What the exercise asks —
Repeat every record exactly, but keep images out of the copy.

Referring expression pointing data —
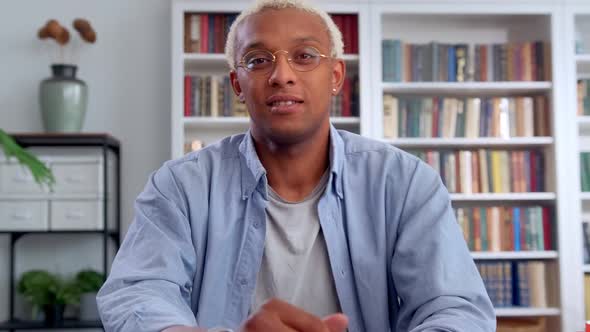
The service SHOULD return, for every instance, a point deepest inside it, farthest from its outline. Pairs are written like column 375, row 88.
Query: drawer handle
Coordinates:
column 74, row 179
column 22, row 178
column 76, row 215
column 20, row 216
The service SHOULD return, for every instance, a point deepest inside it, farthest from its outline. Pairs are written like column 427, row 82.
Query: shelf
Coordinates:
column 221, row 122
column 408, row 142
column 584, row 121
column 77, row 231
column 583, row 64
column 541, row 196
column 50, row 197
column 514, row 255
column 36, row 325
column 583, row 58
column 527, row 312
column 467, row 88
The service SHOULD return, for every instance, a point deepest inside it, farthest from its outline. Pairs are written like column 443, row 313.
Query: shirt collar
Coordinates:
column 253, row 174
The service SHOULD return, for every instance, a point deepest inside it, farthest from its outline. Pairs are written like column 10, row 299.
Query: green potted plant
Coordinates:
column 49, row 293
column 88, row 283
column 41, row 173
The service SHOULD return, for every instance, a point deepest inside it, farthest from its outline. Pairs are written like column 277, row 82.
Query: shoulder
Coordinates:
column 360, row 147
column 377, row 156
column 201, row 163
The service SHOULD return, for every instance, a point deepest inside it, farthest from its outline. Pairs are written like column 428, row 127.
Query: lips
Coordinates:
column 284, row 103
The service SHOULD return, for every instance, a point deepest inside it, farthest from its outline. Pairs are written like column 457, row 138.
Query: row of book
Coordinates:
column 348, row 26
column 586, row 239
column 583, row 97
column 211, row 96
column 487, row 170
column 506, row 228
column 585, row 171
column 206, row 33
column 515, row 283
column 347, row 102
column 434, row 61
column 417, row 116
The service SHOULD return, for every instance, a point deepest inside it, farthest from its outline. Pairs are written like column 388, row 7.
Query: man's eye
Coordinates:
column 304, row 57
column 257, row 61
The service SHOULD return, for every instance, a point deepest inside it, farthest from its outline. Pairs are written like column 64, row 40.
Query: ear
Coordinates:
column 233, row 77
column 338, row 73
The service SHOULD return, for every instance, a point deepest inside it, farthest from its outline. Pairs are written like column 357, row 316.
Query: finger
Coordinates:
column 295, row 317
column 265, row 320
column 336, row 322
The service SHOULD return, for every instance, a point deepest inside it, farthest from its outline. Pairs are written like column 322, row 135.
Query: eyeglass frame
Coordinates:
column 242, row 63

Exercise solution —
The service SHOULD return, for every instance, a point deepest inside it, farthest from its outline. Pairs are written like column 375, row 88.
Query: drawer handle
Coordinates:
column 74, row 179
column 22, row 178
column 76, row 215
column 20, row 216
The service SHOULD return, for every instance, a point deepest inside it, farthest from its outline. Pairs are written like column 427, row 82.
Query: shelf
Coordinates:
column 221, row 122
column 408, row 142
column 584, row 121
column 77, row 231
column 583, row 64
column 541, row 196
column 50, row 197
column 514, row 255
column 36, row 325
column 583, row 58
column 527, row 312
column 467, row 88
The service SHOULD return, for every instance, a point deepest inside it, farthest from its outline. Pairs are written like column 443, row 313.
Query: shirt collar
Coordinates:
column 253, row 174
The service SHOULD return, for every instance, a point deepest inside it, farthest from its outline. Pairs are written like column 10, row 299.
Query: green potted plant
Coordinates:
column 49, row 293
column 88, row 283
column 41, row 173
The service SHOULD return, for every instance, a point deepest inside it, farthest from its outline. Pairs are written like column 277, row 82.
Query: shoulder
Coordinates:
column 360, row 147
column 377, row 156
column 201, row 163
The service SHOULD return, for every instance, a point deepest inside it, farthest from its outline. Pairs are written like column 428, row 127.
Query: lips
Coordinates:
column 284, row 103
The service SHOULD return, for every instance, a point deepest inside it, farthest from its outline. Pairs are written like column 457, row 138.
Query: row of book
Coordinates:
column 348, row 26
column 586, row 239
column 583, row 97
column 211, row 96
column 487, row 170
column 506, row 228
column 585, row 171
column 206, row 33
column 515, row 283
column 347, row 102
column 434, row 61
column 417, row 116
The service SHOULD return, for every instance, a point deepest inside it, farthest from its outline. Pairs are written like column 388, row 7.
Query: man's eye
Coordinates:
column 304, row 57
column 257, row 61
The service SHOULD return, for every instance, a point deepest inside it, farthest from its outline. Pairs are written like column 64, row 40.
Query: ear
Coordinates:
column 233, row 77
column 338, row 73
The service SHOULD return, for every instance, a point deepest inside it, farthest from its outline. Pairs are written like column 357, row 316.
Query: finger
Coordinates:
column 295, row 317
column 265, row 320
column 336, row 322
The service SHOULD return, for every instance, a point deepest inside it, farthest from its outline. Pairs are written like column 322, row 135.
Query: eyeglass frame
Coordinates:
column 242, row 63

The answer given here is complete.